In the numerous Senate proceedings where then-Department of Public Works and Highways Undersecretary Maria Catalina Cabral appeared, not once was she asked about “allocables,” the portions of the DPWH budget supposedly set aside for pork barrel projects.
It was only after her tragic death did the allocables scheme she was said to have devised become the focus of scrutiny. It turned out that nearly the entire upper chamber is compromised in terms of insertions in the DPWH budget.
Under Cabral’s allocable formula, pre-determined discretionary amounts were allocated to senators and representatives for roads, flood control projects, bridges and streetlights.
These pet projects were embedded in the National Expenditure Program (NEP), or the President’s budget that is submitted to Congress.
The lawmakers were informed of their district’s “ceiling” amount for insertions early in the process and they then submitted project proposals, referred to as wish lists, to the DPWH.

### OBJECTIVES
**1.** Answer these questions from the passage on DPWH allocables:
(a) What post did Maria Catalina Cabral hold at the time of the Senate proceedings?
(b) What types of projects were the pre-determined discretionary amounts allocated for?
(c) What were the project proposals that lawmakers submitted to the DPWH called?
**2.** Carry on the passage about the DPWH allocables scheme, picking up after its final sentence.

[Items from a data source]
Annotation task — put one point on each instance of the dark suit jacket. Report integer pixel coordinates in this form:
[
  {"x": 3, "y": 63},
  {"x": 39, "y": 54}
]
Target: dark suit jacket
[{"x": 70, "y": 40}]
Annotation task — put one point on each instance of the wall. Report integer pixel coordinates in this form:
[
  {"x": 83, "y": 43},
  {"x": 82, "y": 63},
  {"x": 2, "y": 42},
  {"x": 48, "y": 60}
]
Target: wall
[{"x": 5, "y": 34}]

### EXPECTED RESPONSES
**1.**
(a) She was Undersecretary of the Department of Public Works and Highways.
(b) Roads, flood control projects, bridges and streetlights.
(c) Wish lists.

**2.**
Allocations were calculated using an opaque “BBM Parametric Formula” (BBM standing for “Baselined, Balanced and Managed), introduced in 2023 under the Marcos administration.
Factors included historical regional minimums, population per capita, the infrastructure required, land area density, poverty rates, climate vulnerability and absorptive capacity, or the ability of the recipient district to implement projects.
Cabral was the gatekeeper of the details. In the 2025 NEP, allocables totaled P400 to P402 billion of the DPWH budget, or at least P150 million per district and partylist representative. Districts represented by or allied with the administration received billions more in allotments.
Allocables allow the pre-enactment inclusion of project funds, which skirts the 2013 Supreme Court ruling striking down the Priority Development Assistance Fund (PDAF) or pork barrel and barring the post-enactment inclusion of projects.
“It wouldn’t be a surprise that almost everyone high up in government had some interest in DPWH projects,” Batangas Rep. Leandro Leviste said of the allocables list that Cabral entrusted to him.
“And so many people would not want this list to come out,” he added.
Leviste said that when the list was handed to him, Cabral was under pressure “to testify a certain way. And perhaps that was not an easy thing for someone to have to deal with.”
Thus, it came naturally that legislators largely avoided directly questioning Cabral about the “allocables” system, including its parametric formula and how allocations were determined, during the Senate Blue Ribbon Committee and House hearings, for their self-preservation.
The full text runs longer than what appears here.